#### EXERCISE DETAILS:
Output the entries below word for word, stopping once the line containing "305L775 302L766 319L762" is done, and omit each picture.

#### STUDY MATERIAL:
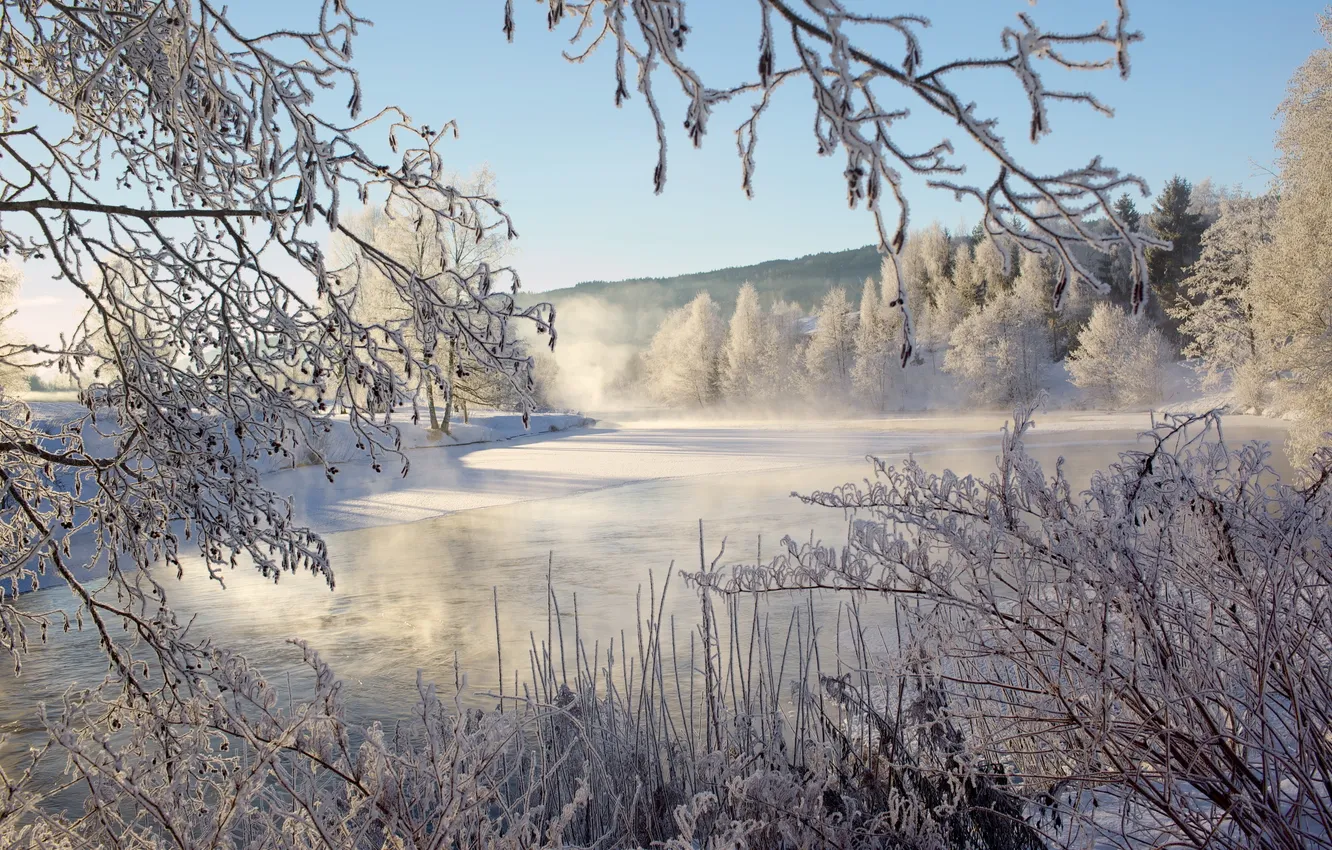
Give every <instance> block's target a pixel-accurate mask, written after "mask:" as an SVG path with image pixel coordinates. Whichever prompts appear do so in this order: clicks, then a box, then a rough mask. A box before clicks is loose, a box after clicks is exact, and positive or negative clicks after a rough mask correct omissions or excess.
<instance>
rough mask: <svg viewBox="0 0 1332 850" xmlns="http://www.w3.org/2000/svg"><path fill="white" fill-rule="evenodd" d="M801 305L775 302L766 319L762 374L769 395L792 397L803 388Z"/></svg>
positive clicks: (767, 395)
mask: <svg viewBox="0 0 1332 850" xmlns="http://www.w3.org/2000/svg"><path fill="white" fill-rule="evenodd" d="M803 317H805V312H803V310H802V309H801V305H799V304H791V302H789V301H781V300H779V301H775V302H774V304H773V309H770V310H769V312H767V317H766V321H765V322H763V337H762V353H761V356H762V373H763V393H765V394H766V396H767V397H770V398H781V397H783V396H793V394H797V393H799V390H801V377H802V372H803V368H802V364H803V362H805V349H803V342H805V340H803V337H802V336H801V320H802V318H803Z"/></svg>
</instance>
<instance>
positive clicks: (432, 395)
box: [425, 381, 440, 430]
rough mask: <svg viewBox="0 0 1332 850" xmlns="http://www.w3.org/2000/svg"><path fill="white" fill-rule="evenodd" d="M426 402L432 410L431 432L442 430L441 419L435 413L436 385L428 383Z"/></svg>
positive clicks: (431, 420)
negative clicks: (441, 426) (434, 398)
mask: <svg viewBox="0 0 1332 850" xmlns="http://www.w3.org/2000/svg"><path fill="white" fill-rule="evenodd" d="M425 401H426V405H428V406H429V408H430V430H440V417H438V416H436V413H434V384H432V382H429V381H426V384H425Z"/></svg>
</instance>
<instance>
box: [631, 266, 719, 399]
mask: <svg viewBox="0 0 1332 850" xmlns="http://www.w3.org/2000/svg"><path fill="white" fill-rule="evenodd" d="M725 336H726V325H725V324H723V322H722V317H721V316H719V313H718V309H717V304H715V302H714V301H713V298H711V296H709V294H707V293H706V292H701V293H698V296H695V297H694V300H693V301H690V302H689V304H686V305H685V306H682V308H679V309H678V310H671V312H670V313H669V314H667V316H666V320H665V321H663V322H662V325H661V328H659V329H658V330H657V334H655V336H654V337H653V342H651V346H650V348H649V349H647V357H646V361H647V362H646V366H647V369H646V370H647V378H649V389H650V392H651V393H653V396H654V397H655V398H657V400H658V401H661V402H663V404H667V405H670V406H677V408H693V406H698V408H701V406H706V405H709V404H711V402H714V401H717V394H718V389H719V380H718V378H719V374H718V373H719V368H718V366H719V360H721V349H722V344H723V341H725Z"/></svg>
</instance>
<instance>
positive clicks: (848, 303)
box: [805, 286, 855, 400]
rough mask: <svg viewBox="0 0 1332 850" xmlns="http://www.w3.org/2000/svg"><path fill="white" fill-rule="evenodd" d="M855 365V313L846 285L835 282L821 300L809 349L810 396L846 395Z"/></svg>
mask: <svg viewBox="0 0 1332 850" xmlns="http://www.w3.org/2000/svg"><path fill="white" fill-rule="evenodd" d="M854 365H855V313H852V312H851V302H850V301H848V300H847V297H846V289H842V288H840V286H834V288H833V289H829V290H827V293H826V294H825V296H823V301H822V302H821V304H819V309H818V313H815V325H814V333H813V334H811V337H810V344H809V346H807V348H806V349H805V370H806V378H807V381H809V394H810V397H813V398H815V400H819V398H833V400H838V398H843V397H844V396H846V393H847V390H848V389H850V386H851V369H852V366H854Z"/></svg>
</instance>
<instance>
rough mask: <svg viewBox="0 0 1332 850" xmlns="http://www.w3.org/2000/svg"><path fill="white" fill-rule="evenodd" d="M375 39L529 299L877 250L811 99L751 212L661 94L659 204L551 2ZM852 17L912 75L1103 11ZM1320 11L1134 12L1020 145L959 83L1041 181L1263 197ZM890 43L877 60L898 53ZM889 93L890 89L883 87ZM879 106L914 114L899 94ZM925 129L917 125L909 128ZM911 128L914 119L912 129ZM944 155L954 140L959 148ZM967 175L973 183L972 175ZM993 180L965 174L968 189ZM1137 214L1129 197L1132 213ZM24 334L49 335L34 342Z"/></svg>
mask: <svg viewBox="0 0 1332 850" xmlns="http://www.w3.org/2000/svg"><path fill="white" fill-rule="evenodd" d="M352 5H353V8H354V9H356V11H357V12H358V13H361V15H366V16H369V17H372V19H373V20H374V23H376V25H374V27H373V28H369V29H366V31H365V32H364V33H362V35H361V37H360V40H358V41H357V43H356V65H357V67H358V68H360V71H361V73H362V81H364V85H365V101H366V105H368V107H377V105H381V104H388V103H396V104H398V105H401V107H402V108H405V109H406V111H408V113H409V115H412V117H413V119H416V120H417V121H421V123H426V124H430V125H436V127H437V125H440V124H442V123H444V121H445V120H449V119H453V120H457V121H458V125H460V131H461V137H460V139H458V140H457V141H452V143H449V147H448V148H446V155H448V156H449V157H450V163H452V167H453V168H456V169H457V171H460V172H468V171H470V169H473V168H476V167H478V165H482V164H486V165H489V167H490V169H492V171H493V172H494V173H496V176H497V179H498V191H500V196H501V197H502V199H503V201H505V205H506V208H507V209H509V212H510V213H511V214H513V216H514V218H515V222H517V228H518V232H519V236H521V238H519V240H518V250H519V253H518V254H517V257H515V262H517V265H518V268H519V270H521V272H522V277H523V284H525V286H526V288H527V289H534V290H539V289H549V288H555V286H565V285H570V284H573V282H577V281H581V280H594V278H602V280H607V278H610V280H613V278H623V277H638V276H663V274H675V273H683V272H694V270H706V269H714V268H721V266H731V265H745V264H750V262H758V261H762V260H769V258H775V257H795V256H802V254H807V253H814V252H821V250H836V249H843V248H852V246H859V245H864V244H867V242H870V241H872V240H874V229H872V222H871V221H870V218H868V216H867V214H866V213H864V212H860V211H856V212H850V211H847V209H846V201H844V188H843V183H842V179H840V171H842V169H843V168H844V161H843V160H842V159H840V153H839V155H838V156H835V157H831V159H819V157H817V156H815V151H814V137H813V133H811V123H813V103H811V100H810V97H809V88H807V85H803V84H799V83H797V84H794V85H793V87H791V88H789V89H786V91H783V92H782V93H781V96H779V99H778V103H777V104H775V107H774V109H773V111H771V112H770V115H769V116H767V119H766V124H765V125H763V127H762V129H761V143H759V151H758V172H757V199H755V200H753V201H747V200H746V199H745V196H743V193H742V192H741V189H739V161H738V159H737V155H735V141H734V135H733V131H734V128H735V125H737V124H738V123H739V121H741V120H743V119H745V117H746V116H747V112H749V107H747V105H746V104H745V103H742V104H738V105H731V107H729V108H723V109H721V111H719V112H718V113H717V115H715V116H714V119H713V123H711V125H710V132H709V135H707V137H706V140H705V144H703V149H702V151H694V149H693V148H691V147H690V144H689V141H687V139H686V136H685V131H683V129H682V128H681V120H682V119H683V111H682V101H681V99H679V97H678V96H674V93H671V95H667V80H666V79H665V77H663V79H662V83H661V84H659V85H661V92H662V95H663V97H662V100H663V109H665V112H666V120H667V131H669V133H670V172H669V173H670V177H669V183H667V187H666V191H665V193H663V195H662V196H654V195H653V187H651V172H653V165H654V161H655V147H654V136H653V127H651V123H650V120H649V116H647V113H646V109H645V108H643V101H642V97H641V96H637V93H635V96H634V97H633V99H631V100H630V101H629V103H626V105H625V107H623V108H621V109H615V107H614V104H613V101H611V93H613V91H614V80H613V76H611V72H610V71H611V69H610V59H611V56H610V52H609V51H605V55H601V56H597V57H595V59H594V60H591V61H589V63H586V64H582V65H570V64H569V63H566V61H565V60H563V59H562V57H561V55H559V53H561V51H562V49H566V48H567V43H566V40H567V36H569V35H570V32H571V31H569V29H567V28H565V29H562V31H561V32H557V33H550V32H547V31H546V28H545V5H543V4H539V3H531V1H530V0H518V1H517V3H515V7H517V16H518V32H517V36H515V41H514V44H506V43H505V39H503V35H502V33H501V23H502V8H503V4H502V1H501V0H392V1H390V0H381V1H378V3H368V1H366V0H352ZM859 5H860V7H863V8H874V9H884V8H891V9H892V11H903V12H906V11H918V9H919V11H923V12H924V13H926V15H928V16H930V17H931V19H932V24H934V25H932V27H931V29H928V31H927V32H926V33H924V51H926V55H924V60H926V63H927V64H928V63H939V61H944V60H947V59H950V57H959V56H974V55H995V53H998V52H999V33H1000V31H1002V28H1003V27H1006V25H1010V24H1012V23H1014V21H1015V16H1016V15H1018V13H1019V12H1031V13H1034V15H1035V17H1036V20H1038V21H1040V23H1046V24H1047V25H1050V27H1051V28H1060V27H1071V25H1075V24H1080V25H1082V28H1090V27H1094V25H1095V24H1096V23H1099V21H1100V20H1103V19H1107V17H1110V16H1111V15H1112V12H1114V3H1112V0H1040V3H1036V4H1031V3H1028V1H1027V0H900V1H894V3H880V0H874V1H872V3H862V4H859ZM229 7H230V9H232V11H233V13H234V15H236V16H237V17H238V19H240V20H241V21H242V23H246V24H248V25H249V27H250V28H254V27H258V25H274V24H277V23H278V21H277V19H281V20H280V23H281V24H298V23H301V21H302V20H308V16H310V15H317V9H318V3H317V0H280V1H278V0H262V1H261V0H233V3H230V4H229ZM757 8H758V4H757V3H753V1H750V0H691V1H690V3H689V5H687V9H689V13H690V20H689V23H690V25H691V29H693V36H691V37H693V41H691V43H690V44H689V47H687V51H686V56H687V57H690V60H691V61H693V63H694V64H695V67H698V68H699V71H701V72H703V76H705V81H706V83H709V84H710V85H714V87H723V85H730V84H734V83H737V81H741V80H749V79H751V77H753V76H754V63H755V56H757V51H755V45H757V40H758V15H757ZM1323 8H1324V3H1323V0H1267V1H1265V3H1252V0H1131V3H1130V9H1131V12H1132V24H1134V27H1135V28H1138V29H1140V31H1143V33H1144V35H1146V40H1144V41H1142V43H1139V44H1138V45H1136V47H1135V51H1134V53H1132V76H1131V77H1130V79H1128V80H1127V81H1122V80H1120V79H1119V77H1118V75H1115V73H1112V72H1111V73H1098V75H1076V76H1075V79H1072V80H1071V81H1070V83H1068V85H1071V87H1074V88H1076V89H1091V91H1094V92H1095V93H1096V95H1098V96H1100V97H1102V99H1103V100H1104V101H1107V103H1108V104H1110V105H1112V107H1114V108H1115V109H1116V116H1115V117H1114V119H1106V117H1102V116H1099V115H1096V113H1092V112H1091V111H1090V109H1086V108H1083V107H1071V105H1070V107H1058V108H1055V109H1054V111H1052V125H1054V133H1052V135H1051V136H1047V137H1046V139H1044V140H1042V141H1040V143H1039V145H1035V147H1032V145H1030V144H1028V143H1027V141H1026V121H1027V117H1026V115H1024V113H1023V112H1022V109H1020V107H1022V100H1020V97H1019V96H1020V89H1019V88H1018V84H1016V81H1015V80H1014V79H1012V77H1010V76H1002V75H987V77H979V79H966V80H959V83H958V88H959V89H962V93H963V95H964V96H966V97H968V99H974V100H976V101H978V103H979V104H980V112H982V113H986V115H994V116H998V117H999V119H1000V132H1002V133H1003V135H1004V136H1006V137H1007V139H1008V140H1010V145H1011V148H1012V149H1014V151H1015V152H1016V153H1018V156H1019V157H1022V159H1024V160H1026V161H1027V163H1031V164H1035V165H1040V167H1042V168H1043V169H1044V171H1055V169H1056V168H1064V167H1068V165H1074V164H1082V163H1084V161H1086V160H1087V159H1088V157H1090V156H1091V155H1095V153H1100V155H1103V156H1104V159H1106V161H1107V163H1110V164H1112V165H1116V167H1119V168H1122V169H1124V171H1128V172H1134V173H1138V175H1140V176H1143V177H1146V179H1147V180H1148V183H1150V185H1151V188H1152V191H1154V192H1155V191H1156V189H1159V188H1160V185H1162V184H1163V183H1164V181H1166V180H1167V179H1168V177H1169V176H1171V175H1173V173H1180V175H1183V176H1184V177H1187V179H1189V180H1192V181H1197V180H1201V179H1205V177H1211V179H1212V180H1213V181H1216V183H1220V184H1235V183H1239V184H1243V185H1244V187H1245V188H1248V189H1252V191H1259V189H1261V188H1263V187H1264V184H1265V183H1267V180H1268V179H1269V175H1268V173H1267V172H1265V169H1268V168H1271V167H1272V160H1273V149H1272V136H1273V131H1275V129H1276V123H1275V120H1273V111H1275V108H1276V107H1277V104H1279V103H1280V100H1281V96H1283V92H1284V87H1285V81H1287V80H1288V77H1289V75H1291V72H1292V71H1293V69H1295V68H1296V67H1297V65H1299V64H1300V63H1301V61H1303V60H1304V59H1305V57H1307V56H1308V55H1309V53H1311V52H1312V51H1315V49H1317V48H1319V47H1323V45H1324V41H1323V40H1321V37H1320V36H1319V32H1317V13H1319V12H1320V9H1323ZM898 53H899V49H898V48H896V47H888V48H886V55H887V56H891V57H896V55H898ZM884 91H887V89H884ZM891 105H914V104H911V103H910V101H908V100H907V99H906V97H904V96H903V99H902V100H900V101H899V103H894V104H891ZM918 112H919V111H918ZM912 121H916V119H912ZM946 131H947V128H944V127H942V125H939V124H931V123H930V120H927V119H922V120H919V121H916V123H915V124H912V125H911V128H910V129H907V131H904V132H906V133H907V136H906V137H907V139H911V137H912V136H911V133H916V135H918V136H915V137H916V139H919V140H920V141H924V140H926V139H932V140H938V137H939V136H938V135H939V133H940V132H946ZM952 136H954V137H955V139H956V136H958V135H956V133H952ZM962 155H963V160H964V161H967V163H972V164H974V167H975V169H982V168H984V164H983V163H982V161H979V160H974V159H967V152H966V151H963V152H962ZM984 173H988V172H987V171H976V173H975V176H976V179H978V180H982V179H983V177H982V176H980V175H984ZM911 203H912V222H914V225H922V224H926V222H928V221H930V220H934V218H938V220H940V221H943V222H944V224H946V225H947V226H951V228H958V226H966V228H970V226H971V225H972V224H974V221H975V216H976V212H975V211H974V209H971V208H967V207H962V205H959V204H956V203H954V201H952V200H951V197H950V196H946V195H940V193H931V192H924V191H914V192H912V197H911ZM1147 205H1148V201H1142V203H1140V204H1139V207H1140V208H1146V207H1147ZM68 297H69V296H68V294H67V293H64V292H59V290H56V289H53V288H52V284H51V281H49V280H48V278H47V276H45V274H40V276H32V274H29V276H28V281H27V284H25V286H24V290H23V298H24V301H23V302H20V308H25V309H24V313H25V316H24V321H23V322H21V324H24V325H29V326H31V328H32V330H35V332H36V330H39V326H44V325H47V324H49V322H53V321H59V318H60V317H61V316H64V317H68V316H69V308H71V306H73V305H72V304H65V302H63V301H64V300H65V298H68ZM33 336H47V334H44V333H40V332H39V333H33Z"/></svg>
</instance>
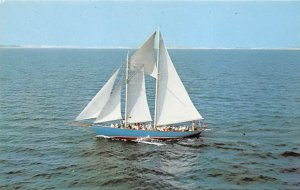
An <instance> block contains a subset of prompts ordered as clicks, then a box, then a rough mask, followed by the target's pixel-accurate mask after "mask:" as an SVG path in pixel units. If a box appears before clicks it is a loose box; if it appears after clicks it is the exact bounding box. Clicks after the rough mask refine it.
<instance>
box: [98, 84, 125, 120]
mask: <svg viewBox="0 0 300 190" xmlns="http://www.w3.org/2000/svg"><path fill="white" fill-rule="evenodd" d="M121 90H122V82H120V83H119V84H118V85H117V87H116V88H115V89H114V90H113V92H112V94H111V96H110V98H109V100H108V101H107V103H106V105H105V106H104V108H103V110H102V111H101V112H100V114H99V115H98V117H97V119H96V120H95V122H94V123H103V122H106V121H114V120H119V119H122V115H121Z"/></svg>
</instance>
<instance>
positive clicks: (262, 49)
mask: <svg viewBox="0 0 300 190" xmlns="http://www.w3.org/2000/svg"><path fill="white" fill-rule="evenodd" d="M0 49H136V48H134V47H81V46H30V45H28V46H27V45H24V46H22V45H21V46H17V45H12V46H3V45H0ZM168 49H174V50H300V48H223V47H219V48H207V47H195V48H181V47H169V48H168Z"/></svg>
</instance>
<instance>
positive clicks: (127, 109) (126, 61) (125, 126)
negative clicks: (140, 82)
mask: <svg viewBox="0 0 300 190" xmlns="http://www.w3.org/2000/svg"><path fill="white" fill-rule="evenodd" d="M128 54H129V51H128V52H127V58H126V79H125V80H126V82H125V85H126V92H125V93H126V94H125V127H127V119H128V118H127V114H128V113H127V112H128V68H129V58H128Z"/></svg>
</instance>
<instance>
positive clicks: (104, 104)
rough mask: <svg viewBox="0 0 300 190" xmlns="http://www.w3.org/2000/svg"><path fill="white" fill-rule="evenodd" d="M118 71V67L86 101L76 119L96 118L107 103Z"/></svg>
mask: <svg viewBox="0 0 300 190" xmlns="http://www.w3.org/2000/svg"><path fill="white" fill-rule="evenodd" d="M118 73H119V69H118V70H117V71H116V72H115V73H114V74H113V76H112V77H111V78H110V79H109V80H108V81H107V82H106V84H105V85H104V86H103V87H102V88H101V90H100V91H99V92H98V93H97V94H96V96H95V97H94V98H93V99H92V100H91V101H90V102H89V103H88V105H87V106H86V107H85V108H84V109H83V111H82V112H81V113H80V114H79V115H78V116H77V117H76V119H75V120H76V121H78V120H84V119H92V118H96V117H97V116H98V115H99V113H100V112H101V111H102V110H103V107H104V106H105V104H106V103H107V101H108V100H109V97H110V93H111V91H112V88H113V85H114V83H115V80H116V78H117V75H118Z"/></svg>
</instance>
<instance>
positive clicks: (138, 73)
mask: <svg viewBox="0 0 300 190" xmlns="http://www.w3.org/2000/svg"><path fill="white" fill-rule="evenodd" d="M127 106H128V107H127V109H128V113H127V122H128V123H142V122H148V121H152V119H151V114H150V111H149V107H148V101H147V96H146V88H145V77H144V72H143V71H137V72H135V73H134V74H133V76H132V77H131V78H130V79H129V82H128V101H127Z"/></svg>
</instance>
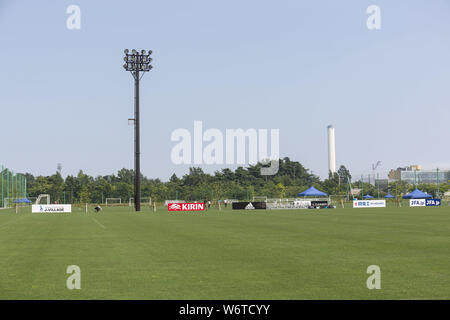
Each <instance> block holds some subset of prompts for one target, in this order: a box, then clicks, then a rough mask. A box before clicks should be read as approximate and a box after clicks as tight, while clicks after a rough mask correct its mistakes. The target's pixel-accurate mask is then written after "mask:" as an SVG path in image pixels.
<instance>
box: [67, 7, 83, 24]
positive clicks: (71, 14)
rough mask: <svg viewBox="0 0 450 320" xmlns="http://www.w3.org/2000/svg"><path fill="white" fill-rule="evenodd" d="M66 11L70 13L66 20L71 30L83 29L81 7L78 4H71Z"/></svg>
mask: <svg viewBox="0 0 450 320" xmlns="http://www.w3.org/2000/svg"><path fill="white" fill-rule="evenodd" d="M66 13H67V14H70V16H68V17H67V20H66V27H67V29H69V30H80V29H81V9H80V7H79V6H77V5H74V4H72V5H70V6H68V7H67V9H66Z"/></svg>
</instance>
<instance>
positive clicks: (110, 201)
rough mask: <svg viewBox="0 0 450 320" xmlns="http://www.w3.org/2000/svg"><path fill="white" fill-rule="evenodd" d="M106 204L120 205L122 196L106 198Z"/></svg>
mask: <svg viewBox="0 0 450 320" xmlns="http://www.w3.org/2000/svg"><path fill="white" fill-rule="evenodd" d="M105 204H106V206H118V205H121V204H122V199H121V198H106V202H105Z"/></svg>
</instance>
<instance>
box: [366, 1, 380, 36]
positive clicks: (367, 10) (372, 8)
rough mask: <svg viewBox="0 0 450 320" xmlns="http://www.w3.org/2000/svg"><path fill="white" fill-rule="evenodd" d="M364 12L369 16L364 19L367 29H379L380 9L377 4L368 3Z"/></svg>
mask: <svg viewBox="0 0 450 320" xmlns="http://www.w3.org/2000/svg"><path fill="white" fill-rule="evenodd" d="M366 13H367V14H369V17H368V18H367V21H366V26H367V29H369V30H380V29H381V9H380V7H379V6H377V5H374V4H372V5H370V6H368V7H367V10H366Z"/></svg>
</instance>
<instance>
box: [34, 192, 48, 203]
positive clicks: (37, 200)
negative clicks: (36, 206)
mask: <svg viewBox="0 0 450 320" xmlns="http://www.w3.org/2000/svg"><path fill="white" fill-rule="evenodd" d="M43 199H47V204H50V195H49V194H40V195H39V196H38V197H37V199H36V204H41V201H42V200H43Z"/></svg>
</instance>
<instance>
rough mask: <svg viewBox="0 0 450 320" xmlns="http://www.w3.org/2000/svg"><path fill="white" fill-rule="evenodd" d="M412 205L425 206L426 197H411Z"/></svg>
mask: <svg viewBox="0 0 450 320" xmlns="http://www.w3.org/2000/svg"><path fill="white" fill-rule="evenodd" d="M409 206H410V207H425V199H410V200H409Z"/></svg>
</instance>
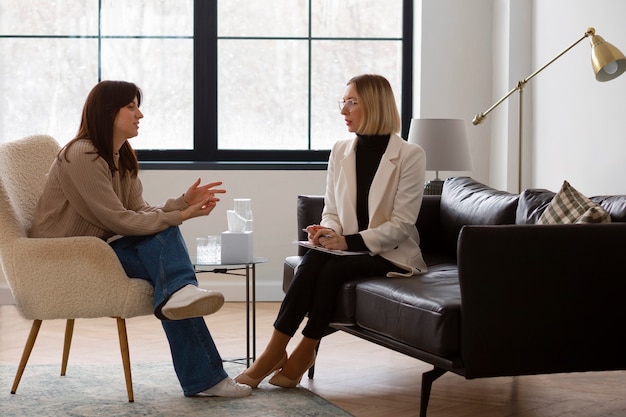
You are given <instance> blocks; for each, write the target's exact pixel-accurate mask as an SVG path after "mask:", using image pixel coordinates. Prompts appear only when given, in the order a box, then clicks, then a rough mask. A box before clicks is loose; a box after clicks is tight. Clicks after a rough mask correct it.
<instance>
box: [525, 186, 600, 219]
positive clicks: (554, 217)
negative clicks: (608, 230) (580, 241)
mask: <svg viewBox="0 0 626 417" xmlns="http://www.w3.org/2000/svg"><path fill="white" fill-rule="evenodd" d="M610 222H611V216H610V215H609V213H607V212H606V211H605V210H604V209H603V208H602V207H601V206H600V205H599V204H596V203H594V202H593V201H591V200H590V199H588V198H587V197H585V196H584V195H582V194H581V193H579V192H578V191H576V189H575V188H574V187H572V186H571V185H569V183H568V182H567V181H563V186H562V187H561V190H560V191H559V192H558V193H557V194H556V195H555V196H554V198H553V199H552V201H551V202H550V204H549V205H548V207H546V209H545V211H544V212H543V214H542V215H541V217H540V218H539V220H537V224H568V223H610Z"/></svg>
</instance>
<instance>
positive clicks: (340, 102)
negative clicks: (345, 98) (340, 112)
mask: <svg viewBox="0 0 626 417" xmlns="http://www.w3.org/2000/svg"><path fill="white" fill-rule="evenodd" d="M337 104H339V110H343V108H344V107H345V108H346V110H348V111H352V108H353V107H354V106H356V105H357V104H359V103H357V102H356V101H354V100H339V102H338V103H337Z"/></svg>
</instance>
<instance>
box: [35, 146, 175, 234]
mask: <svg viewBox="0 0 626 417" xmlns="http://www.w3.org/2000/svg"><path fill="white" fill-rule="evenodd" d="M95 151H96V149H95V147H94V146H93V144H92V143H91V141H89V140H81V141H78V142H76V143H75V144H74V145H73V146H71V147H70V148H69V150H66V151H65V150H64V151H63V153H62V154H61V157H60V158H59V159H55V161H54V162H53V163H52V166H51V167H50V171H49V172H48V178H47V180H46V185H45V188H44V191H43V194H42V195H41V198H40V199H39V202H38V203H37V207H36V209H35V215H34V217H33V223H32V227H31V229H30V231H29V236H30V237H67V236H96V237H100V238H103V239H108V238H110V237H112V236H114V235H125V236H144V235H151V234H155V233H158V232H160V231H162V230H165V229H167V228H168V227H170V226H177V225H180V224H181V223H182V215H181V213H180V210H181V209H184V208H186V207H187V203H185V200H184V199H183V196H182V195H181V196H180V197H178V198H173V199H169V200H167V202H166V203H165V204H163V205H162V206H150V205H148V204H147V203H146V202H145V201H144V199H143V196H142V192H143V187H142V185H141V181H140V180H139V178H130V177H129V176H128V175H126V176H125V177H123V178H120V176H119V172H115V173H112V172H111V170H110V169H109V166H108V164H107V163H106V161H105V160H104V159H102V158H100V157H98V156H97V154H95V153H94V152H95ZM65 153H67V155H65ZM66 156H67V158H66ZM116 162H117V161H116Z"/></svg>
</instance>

#### ANSWER BELOW:
Give every <instance> block's target a pixel-accurate mask, written after "mask:" as an SVG path with image pixel coordinates. Whichever prompts appear do so in this order: clicks, then a box, then a rough mask. A box before clicks is loose, a box after clicks is exact, and positive or negative clicks after a rough mask correct omissions or excess.
<instance>
rough mask: <svg viewBox="0 0 1332 850" xmlns="http://www.w3.org/2000/svg"><path fill="white" fill-rule="evenodd" d="M801 305L775 302L766 319L762 374L769 395L792 397L803 388Z"/></svg>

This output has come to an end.